PEDIDO:
Apresente a continuação da entrevista a Cláudio Ramos, retomando-a imediatamente após a última frase do texto fornecido.

TEXTO FORNECIDO:

________

"O ego é a coisa mais lixada neste meio. Se não o esvaziamos, trama a vida de muita gente". Se chegar ao fim desta entrevista, encontrará esta frase. É a súmula da aprendizagem de Cláudio Ramos, há duas décadas a entrar em casa dos portugueses através do pequeno ecrã.

Aos 47 anos, o apresentador confessa-se satisfeito com as várias mudanças que, no último ano e meio, aconteceram na sua vida. A saída da SIC para a TVI, em fevereiro de 2020, a concretização do sonho de apresentar um reality show e outro, maior ainda, tomar a dianteira de um programa de daytime.

Sete meses volvidos após a estreia de "Dois às 10", Cláudio Ramos fala sobre a parceria com Maria Botelho Moniz, elogia a concorrência da SIC e da RTP1 e responde à pergunta de um milhão de euros.

Qual é o balanço destes sete meses de “Dois às 10” ?
Bom, positivo. É a primeira vez que estou à frente de um programa, assim, no todo. Além de o apresentar, envolvo-me muito no que se faz. Isso era uma coisa que eu queria fazer há muito tempo. Eu já fazia um bocadinho disto quando estive na Júlia [“Queridas Manhãs”, SIC] e agora tenho a oportunidade de o fazer quase num todo, com a coordenação. Isso agrada-me bastante. 

Maria Botelho Moniz e Cláudio Ramos no
Maria Botelho Moniz e Cláudio Ramos no Maria Botelho Moniz e Cláudio Ramos no "Dois às 10" créditos: Instagram

Estando a Maria de forma igualmente envolvida, foi fácil casarem a ideia e as expectativas que tinham para o programa?

________

LISTAGEM FORNECIDA:
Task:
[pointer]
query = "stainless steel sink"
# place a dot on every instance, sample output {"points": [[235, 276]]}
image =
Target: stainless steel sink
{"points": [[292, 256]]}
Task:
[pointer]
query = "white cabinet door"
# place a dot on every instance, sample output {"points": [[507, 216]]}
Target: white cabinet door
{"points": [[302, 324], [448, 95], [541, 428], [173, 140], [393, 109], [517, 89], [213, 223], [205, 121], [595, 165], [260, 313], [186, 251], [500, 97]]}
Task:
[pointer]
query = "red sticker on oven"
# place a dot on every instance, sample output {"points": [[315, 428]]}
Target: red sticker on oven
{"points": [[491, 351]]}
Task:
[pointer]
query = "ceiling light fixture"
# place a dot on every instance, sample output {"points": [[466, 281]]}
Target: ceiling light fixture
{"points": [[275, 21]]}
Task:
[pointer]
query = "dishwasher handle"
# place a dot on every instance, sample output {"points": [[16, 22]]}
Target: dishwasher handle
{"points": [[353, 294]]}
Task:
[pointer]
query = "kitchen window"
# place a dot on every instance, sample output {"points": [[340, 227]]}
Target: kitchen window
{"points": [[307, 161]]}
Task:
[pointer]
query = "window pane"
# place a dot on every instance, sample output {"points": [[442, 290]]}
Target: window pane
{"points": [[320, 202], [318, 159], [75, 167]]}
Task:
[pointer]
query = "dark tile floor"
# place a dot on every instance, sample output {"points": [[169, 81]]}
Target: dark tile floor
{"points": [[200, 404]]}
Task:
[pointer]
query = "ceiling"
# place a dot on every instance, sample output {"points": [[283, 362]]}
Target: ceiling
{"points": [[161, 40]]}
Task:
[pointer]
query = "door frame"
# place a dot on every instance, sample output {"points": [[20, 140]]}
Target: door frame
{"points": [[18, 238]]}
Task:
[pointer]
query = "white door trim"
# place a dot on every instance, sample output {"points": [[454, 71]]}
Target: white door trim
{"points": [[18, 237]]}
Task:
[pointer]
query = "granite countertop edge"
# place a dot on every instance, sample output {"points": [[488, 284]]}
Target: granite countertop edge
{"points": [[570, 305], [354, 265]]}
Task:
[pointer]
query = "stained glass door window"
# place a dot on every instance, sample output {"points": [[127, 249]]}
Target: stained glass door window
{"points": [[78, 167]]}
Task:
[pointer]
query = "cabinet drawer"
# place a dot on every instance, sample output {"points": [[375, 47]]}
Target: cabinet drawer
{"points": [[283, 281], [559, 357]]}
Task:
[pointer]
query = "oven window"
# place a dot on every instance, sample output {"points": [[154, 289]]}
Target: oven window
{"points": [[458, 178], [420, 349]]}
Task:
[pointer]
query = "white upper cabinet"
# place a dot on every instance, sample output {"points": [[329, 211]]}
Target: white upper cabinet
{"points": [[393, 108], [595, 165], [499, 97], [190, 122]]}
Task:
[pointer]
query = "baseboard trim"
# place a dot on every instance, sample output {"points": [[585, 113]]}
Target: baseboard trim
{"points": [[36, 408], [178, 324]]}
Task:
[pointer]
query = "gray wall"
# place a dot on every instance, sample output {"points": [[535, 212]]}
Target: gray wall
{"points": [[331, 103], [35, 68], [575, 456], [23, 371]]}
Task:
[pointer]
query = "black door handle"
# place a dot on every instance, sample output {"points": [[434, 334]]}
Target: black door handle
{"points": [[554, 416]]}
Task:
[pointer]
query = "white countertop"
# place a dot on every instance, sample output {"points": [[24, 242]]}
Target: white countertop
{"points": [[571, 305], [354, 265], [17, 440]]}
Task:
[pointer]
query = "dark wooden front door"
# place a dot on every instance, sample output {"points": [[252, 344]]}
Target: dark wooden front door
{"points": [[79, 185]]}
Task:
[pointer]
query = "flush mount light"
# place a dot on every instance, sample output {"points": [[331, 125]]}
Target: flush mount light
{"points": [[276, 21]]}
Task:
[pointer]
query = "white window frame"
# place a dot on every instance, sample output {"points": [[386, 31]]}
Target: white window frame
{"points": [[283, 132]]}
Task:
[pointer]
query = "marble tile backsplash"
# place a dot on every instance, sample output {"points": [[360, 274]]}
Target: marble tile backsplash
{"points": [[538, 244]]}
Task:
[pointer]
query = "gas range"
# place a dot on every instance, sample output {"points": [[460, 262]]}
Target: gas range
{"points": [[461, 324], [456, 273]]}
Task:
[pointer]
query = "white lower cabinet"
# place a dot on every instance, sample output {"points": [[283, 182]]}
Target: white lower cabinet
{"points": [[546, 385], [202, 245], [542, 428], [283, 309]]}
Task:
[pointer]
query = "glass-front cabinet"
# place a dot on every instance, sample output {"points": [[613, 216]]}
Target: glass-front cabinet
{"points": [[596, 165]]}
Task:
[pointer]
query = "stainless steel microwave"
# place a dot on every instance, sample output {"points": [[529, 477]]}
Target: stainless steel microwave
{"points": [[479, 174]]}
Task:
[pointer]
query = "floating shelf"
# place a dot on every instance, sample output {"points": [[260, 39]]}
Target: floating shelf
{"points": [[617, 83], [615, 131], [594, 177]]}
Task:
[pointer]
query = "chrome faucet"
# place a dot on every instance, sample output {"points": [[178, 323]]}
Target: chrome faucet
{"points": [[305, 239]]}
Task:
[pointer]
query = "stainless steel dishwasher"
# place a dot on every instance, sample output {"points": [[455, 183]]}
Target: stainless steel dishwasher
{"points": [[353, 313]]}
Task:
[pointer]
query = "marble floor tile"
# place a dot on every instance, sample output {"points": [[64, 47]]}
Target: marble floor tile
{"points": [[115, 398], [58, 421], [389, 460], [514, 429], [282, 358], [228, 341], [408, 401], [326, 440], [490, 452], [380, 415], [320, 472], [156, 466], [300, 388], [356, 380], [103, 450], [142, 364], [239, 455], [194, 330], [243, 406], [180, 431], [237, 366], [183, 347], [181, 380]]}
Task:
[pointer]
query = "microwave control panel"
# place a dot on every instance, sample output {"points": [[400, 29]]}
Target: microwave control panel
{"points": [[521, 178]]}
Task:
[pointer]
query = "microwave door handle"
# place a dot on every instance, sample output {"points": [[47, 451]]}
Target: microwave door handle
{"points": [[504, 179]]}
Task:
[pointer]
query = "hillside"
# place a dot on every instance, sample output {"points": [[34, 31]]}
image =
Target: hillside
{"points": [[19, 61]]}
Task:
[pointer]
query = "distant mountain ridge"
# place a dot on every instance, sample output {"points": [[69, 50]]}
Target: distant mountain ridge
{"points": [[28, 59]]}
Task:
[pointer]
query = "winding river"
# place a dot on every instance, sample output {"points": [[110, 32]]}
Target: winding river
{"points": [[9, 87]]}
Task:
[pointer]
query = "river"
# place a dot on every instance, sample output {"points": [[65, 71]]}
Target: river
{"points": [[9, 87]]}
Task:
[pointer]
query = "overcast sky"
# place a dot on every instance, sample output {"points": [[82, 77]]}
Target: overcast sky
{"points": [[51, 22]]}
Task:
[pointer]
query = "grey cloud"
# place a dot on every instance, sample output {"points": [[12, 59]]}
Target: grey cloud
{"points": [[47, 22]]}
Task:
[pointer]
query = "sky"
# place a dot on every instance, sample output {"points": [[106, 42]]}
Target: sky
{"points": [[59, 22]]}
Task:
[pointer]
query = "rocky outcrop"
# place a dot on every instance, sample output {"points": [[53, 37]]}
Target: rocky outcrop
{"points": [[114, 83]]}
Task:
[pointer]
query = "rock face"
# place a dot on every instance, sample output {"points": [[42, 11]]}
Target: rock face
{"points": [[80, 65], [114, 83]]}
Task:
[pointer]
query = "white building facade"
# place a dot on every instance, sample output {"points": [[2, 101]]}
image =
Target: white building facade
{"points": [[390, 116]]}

________

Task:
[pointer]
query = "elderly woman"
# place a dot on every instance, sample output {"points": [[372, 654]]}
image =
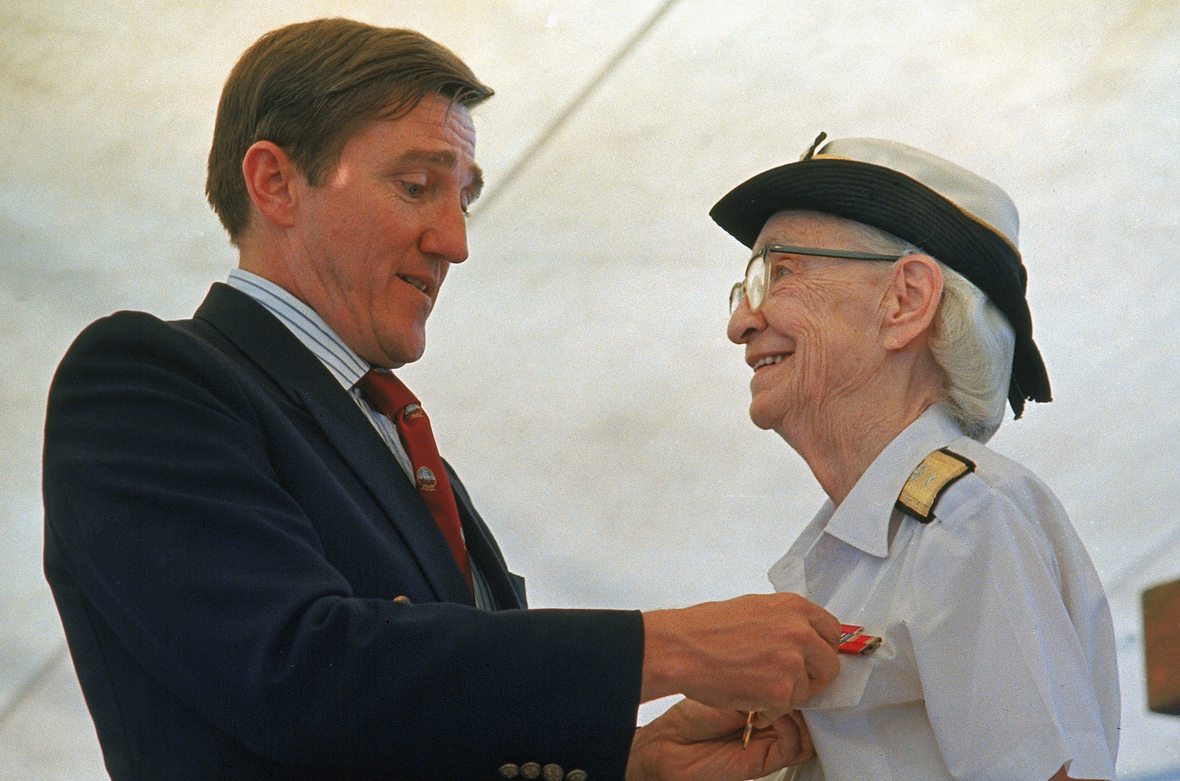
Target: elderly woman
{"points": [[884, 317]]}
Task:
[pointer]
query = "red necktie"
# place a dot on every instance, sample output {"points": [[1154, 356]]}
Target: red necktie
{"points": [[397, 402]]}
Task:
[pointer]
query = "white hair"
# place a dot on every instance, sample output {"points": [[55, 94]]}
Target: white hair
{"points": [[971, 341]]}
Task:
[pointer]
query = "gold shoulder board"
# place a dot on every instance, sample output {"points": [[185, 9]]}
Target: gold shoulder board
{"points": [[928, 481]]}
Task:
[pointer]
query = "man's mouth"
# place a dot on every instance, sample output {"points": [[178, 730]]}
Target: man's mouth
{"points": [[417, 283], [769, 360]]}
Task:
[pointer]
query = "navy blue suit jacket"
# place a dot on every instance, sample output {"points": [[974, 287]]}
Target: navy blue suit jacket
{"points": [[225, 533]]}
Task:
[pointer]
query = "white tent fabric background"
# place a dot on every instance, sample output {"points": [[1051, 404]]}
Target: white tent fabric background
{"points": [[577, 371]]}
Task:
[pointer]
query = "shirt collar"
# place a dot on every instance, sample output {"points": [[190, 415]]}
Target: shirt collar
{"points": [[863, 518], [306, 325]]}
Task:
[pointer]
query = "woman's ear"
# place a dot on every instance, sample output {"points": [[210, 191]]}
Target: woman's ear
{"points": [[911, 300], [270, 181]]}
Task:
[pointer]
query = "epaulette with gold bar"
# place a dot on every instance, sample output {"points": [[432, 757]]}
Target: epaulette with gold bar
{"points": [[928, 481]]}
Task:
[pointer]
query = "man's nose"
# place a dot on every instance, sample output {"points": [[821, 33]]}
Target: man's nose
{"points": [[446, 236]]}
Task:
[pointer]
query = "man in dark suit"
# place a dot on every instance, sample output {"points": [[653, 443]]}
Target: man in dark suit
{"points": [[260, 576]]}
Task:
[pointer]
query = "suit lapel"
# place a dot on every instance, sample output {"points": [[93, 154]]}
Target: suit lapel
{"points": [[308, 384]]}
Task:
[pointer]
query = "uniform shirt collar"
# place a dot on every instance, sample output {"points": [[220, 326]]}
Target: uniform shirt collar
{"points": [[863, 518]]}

________

RESULTADO:
Acho que sim. Nós já nos conhecíamos e somos amigos de casa. Eu já sabia que a Maria queria fazer daytime há muito tempo, e eu também. E falávamos. Nunca imaginámos que o fôssemos fazer juntos, ou pelo menos assim tão depressa. Nestes últimos dois anos, em que eu estava na Cristina ["O Programa da Cristina"] e ela estava no  "Passadeira Vermelha" comigo, falávamos que podia acontecer, um dia, ela fazer daytime. Mas era uma coisa que, pela idade, demoraria um pouco mais. Eu chegaria primeiro e ela depois.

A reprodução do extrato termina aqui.